Output the data verbatim, minus the images.

TASK MATERIAL below:

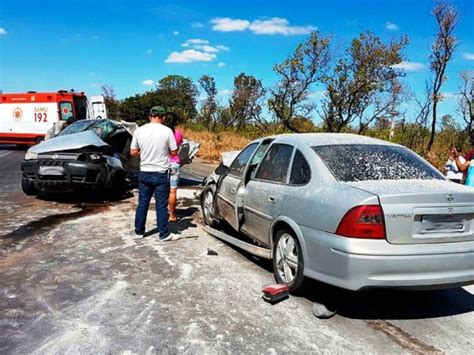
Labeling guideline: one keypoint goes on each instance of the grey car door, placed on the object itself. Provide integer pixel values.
(264, 193)
(227, 194)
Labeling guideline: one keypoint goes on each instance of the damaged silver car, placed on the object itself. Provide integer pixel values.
(351, 211)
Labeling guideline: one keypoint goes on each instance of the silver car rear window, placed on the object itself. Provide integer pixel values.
(352, 162)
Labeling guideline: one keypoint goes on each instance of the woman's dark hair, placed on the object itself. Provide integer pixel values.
(171, 120)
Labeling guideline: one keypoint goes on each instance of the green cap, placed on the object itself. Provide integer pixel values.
(157, 111)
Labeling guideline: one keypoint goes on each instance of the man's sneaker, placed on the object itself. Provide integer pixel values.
(170, 238)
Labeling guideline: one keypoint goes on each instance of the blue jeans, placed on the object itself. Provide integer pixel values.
(153, 183)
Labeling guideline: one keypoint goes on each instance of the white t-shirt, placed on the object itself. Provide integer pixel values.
(155, 142)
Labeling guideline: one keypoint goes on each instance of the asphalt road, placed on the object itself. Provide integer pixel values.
(72, 280)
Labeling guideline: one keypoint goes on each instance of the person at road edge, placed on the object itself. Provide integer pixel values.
(170, 121)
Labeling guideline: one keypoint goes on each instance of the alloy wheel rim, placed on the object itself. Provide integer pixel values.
(208, 205)
(287, 258)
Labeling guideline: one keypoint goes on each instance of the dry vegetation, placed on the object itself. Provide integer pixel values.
(213, 144)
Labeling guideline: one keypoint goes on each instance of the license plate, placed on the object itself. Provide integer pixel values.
(432, 224)
(51, 170)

End of TASK MATERIAL.

> ANSWER TO THIS TASK
Labeling guideline: one keypoint goes on each instance of the grey car door, placed on the object itself. Provide integer pixel values.
(264, 193)
(227, 194)
Labeling guideline: one keypoint goes on each instance of the damaged silver car, placed on the object itself. Provide integer pixel values.
(351, 211)
Labeling guideline: one keypoint goes on each instance of the silver car rear window, placed on the object itself. Provide integer pixel values.
(352, 162)
Labeling guideline: one keypoint goes on each instance of the woman's dark hair, placed on the object itself. Provide integer pixel values.
(171, 120)
Labeling guideline: one keypoint goes on each instance of the green cap, placed on the object itself. Provide integer pixel values.
(157, 111)
Labeling guideline: one keypoint goes on each instance of the man's sneaker, placed on the object itself. Provide integer pixel values.
(170, 238)
Labeling guideline: one keypoint goes on each instance of the blue jeans, placed on the object itself. Provide integer pixel values.
(153, 183)
Labeling guideline: one keypoint goes on each instance of the white t-shirt, placed on the object itself. Provide integer pixel values.
(155, 142)
Labeling guideline: one keypoint goes on each instance of the asphalt road, placed on the object itself. Provide integer pixel values.
(72, 280)
Labeling guideline: one keypoint goes on each instance of the person at road edge, placed on the object itself. Provide integer pixel values.
(170, 121)
Labeling guideline: one keypoint goes on each instance of the alloy wheel rim, placed on the object itself. Provide integer pixel values.
(208, 205)
(287, 258)
Labeling guideline: one keypoint goes on each instance of the dry vegetation, placed on the object itself. Provide integer pixel values.
(213, 144)
Labeling guideline: one keypoint goes on each instance of the license plate, placed on the object itself. Provide integer pixel values.
(432, 224)
(51, 170)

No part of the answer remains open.